Directive:
List every line of the records below that contains the word "cabinet", copying each line in full.

begin Material

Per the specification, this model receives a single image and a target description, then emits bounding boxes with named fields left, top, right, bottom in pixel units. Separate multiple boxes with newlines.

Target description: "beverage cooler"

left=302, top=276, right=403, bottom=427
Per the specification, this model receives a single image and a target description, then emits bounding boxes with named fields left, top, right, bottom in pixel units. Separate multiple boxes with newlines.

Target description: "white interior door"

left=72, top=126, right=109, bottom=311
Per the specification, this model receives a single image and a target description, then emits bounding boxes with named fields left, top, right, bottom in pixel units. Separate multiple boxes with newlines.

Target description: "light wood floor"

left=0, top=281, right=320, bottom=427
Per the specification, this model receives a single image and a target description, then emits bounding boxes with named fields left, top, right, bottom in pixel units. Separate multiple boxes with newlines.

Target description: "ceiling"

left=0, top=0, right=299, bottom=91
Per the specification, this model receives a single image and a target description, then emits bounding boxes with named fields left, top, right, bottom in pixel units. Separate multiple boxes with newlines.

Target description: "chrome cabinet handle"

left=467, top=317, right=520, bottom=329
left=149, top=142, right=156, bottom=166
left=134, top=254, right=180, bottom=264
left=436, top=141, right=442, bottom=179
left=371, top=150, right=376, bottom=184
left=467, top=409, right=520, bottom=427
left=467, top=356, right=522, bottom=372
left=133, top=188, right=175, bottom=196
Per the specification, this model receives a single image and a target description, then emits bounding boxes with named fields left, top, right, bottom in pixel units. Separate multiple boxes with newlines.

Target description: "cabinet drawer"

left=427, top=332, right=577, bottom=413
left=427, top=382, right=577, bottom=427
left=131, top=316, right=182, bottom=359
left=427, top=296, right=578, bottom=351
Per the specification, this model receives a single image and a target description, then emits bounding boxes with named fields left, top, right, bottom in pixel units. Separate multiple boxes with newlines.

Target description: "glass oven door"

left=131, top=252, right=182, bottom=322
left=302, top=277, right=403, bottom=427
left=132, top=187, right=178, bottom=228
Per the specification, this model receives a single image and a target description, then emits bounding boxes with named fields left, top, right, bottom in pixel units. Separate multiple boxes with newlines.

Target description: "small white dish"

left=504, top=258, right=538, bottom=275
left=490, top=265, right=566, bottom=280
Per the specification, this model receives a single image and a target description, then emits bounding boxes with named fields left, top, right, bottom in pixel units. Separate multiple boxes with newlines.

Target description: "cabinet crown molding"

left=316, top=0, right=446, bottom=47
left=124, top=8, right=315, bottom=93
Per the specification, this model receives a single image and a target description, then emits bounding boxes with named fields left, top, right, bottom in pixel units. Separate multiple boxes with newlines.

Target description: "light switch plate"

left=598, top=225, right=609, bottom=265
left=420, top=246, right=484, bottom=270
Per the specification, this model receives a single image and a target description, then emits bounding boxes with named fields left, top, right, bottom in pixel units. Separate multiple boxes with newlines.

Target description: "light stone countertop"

end Material

Correct answer:
Target description: "chrome cabinet handle"
Target description: "cabinet drawer"
Target description: "cabinet crown molding"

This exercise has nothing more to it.